The data
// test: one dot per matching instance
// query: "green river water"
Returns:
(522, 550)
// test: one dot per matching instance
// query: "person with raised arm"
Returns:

Task requirements
Each record is to be repeated exactly.

Worked solution
// test: one dot per matching instance
// query: "green river water"
Returns:
(522, 550)
// test: one dot per matching instance
// query: "person with raised arm"
Returns:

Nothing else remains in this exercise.